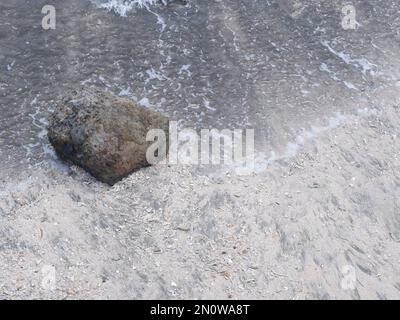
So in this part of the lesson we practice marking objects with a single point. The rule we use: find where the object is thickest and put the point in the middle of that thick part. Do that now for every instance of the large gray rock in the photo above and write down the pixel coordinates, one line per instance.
(102, 133)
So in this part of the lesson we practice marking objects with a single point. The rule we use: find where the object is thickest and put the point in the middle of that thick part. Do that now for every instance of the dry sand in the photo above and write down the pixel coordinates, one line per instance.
(323, 223)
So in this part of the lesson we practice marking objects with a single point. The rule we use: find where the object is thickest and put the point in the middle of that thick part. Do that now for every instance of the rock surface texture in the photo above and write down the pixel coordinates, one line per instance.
(102, 133)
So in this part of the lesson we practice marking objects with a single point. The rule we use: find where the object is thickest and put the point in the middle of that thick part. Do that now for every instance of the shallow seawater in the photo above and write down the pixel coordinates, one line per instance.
(231, 64)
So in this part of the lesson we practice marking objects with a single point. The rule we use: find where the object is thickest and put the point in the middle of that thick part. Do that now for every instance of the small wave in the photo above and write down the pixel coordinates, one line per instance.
(122, 7)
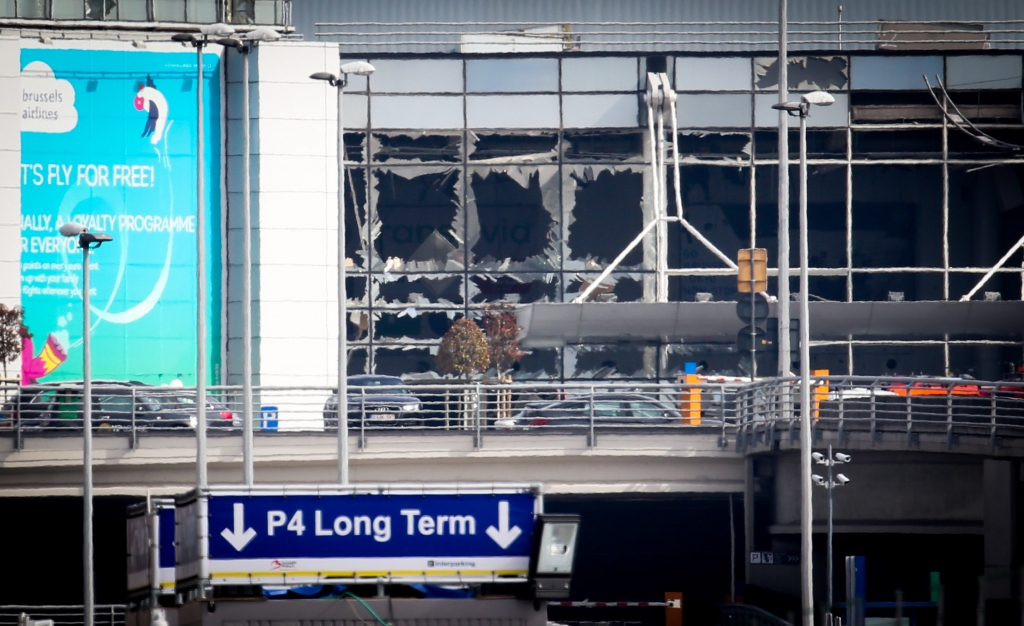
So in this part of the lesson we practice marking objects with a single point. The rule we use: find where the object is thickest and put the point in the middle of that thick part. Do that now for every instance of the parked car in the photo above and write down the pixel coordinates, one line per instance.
(385, 401)
(608, 409)
(116, 406)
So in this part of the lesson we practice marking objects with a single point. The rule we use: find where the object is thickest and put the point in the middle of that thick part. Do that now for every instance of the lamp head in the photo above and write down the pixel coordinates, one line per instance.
(73, 228)
(358, 68)
(216, 30)
(262, 34)
(818, 98)
(787, 107)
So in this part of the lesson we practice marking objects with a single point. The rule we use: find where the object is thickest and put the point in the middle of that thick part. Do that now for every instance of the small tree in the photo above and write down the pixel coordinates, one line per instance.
(463, 350)
(11, 331)
(502, 327)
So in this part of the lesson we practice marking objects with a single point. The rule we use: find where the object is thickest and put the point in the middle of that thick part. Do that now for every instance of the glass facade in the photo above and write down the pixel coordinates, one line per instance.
(518, 179)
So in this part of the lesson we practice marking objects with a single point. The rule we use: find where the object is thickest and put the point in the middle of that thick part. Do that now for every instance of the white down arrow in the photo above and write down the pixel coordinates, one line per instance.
(241, 537)
(503, 535)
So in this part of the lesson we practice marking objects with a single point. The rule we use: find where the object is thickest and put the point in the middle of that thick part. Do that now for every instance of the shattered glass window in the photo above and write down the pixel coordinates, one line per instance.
(417, 211)
(604, 216)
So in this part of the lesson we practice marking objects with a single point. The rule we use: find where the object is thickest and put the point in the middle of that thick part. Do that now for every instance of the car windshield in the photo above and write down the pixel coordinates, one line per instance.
(372, 385)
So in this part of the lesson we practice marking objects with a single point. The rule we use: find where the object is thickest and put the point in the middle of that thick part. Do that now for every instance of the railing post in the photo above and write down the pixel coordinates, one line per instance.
(591, 436)
(478, 434)
(363, 416)
(993, 441)
(134, 433)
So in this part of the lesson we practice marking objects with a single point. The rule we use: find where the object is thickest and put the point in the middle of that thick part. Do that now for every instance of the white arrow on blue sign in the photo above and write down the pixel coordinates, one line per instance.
(270, 538)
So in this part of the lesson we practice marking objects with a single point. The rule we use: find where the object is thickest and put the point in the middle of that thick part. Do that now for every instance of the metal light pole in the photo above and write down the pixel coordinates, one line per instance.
(86, 241)
(834, 459)
(199, 43)
(359, 69)
(802, 110)
(782, 310)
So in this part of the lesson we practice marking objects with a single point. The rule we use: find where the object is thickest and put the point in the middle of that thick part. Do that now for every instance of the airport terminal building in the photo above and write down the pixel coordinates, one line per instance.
(503, 153)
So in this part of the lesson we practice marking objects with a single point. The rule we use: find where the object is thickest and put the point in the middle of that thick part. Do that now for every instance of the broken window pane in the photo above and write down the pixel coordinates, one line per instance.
(512, 111)
(805, 73)
(702, 74)
(416, 76)
(599, 74)
(417, 148)
(612, 111)
(986, 218)
(513, 288)
(714, 110)
(605, 217)
(983, 72)
(820, 143)
(402, 361)
(417, 112)
(514, 148)
(513, 222)
(614, 288)
(419, 289)
(595, 362)
(918, 143)
(834, 115)
(883, 73)
(704, 143)
(897, 217)
(511, 75)
(603, 145)
(412, 324)
(417, 216)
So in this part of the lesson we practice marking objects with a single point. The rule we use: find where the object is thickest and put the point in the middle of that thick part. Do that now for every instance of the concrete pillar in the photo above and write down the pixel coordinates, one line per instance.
(1000, 530)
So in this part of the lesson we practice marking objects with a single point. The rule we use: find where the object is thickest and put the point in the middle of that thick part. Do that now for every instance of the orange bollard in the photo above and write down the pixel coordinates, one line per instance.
(674, 615)
(690, 400)
(820, 392)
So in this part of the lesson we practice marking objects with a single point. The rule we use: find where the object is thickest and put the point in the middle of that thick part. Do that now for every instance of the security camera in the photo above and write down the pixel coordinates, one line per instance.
(73, 228)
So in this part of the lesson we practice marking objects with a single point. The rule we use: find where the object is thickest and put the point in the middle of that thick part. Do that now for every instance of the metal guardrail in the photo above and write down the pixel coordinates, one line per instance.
(748, 413)
(64, 615)
(590, 409)
(871, 406)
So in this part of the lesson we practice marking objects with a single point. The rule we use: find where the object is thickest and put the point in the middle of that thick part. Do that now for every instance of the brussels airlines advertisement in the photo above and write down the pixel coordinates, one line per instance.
(109, 139)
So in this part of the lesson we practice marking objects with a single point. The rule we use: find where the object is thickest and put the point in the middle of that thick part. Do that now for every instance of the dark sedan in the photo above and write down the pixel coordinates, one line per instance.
(381, 401)
(116, 406)
(607, 409)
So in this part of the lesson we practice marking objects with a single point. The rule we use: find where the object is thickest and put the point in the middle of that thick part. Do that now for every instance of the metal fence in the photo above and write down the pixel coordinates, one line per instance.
(134, 411)
(736, 411)
(911, 408)
(64, 615)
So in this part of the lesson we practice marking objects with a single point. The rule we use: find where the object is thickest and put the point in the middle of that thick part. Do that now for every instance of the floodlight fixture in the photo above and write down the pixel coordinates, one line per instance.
(358, 68)
(553, 555)
(818, 98)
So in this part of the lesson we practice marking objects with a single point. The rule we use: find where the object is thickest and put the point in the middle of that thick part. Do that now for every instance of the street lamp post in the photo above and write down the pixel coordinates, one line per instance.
(253, 37)
(206, 31)
(830, 461)
(802, 110)
(357, 68)
(86, 241)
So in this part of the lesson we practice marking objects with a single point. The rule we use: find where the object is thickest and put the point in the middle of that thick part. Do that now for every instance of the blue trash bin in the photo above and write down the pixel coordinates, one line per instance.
(268, 419)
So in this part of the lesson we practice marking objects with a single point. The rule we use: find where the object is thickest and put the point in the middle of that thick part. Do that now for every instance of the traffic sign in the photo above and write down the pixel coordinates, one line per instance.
(312, 536)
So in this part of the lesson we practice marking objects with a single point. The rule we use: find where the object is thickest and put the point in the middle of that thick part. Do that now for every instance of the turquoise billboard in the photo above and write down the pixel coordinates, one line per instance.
(109, 139)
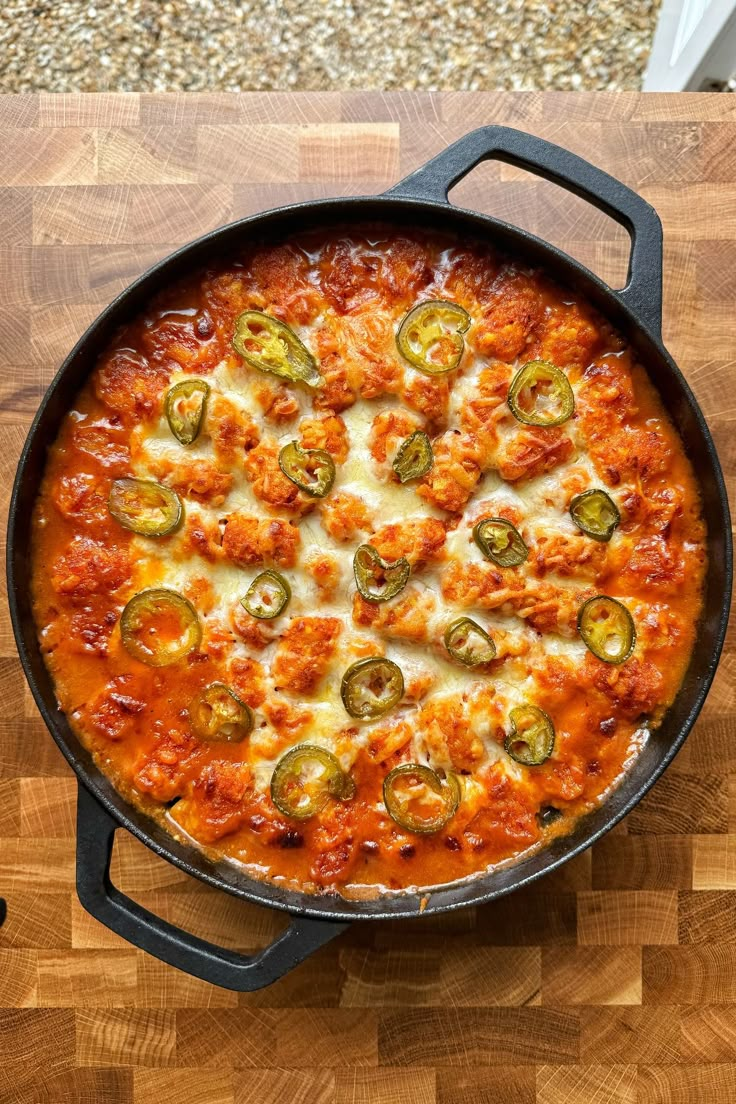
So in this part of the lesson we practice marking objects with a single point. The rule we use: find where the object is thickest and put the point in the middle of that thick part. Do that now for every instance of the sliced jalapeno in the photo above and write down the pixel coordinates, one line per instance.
(311, 469)
(306, 778)
(541, 394)
(184, 409)
(272, 346)
(377, 580)
(532, 735)
(216, 713)
(414, 457)
(418, 799)
(267, 596)
(607, 628)
(595, 513)
(468, 643)
(145, 507)
(372, 687)
(500, 541)
(160, 627)
(430, 336)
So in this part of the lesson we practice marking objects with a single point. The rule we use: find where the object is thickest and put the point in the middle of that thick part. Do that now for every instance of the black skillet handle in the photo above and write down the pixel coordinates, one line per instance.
(227, 968)
(643, 288)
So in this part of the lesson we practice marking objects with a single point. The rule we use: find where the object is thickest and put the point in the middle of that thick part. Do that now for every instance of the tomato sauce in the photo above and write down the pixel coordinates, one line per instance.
(345, 296)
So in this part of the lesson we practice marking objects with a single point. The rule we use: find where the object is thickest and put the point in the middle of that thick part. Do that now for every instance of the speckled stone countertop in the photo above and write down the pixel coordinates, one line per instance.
(142, 45)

> EXERCISE GOAL:
Find the line that contains "of the sliced" in the listing above. Retype it and every line after it up to the last, exactly, and nothing else.

> TASK RESULT:
So in this part of the lesson we practice marking objects with a single point. The rule we use: find where the object is thickest and put the point in the middle of that thick part. Do that now for every instance of the sliced jalapeno in the photo above and write down the pixel coordinates, one line per instance.
(311, 469)
(306, 778)
(541, 394)
(184, 409)
(272, 346)
(377, 580)
(532, 735)
(216, 713)
(414, 457)
(418, 799)
(267, 596)
(607, 628)
(595, 513)
(468, 643)
(145, 507)
(372, 687)
(500, 541)
(160, 627)
(430, 336)
So in this part of the lesson we practice marking objects with a single point. The rule we use: find where the object is thickest and put the point in the middle of that thick part. Do that now for every instance of the black skillet handle in the photo above and write down the pixel coordinates, one line per instance.
(227, 968)
(643, 288)
So in this part of the lesson we practice marking objects with a single point. The rule we use: find where the object is thickest and put the point in the middle of that thick part. Do that now for every instance of the tomato sauce in the photo above and write down the pixel coordinates, one line per instance.
(345, 296)
So in this part of the lesson we practice marking objects with a single point. The rule we use: find where the object is thickest and put the point in the middle of that thick part. Do that now for every instance of the speckled stone countertop in the photo above and write down the pixel coordinates, one line per instance.
(142, 45)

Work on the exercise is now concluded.